== TASK DESCRIPTION ==
Change "positive clicks" to "foreground clicks" in everything from the line containing "Prompted segmentation: for" down to the line containing "positive clicks: (670, 117)", and give back only those lines with nothing else altered.

== AVAILABLE DATA ==
● ● ● ●

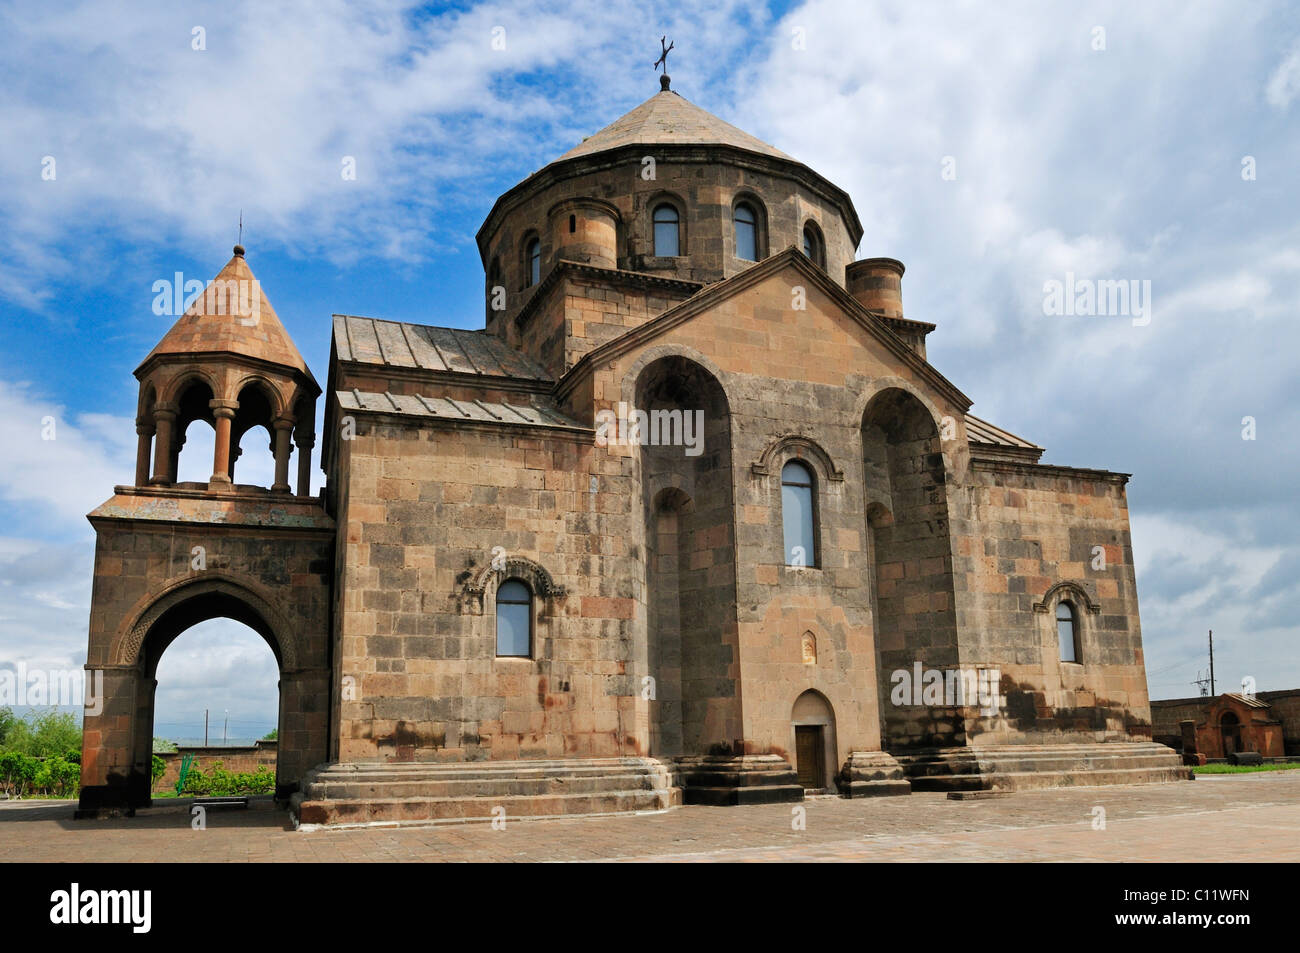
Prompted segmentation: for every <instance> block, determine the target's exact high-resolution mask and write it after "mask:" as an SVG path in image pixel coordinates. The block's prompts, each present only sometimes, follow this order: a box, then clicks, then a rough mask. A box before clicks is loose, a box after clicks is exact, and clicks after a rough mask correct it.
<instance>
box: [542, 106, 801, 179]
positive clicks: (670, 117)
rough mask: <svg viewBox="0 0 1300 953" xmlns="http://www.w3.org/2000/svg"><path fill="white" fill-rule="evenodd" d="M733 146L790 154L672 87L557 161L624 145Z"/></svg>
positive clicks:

● ● ● ●

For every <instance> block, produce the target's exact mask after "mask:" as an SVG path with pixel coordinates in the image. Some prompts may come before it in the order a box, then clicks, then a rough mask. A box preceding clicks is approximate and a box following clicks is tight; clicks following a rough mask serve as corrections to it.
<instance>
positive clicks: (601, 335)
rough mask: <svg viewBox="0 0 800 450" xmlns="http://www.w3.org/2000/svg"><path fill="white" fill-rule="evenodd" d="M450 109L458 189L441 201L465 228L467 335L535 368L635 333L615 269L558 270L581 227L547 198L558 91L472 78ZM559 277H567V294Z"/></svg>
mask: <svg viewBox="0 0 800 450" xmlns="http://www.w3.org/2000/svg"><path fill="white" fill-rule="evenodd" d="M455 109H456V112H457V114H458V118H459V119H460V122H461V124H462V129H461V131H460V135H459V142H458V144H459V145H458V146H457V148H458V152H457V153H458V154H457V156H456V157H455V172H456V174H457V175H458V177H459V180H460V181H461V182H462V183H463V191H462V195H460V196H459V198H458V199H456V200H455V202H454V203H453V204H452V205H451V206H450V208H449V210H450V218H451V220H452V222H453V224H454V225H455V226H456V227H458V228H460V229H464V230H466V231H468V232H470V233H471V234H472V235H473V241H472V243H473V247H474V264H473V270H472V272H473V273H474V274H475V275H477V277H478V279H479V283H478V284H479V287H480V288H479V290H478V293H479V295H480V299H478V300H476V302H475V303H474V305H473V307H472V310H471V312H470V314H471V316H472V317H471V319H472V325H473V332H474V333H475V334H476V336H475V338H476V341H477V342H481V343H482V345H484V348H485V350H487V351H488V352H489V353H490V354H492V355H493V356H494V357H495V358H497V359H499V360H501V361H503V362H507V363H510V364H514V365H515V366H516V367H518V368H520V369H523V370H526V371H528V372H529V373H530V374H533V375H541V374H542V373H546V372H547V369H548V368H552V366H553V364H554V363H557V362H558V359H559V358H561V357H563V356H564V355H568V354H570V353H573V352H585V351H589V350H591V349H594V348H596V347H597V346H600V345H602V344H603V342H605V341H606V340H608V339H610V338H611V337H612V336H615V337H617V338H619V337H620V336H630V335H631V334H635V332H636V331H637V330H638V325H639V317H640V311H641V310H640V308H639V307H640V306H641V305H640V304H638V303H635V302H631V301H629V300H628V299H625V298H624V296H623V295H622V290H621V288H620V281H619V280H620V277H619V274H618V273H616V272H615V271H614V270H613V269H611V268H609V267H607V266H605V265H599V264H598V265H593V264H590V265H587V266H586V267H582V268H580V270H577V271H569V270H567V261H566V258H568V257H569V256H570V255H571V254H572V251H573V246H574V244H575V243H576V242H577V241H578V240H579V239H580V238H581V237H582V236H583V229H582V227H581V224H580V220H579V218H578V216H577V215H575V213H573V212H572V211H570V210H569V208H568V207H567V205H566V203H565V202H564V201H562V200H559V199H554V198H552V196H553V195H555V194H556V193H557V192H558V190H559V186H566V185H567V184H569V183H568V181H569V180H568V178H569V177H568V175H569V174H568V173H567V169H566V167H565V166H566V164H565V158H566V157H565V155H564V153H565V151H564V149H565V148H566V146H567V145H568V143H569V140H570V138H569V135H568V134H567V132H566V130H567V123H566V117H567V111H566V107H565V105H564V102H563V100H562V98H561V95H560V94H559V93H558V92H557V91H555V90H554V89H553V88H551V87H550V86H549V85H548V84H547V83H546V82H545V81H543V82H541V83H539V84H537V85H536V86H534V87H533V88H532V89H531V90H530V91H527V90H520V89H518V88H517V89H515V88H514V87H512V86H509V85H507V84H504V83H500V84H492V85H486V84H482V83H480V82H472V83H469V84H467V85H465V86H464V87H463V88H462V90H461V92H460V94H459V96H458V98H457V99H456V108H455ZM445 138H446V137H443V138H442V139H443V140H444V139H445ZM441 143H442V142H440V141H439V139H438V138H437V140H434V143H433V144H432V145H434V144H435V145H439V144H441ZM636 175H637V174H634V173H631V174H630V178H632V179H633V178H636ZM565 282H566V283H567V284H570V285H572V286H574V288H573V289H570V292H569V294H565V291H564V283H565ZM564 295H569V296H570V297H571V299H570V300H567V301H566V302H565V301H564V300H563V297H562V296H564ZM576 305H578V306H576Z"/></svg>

● ● ● ●

== RESULT FOR THIS EXERCISE ==
Prompted segmentation: for every <instance> block, determine the target's exact high-resolution mask and write it after "mask:" as an SVG path in image pixel coordinates. The block's prompts, each present only sometimes, follow this order: a box, then clicks, then a rough mask. A box before clicks is loose, a box after clicks is exact, and clicks after a rough mask correct it.
<instance>
box: [542, 106, 801, 179]
foreground clicks: (670, 117)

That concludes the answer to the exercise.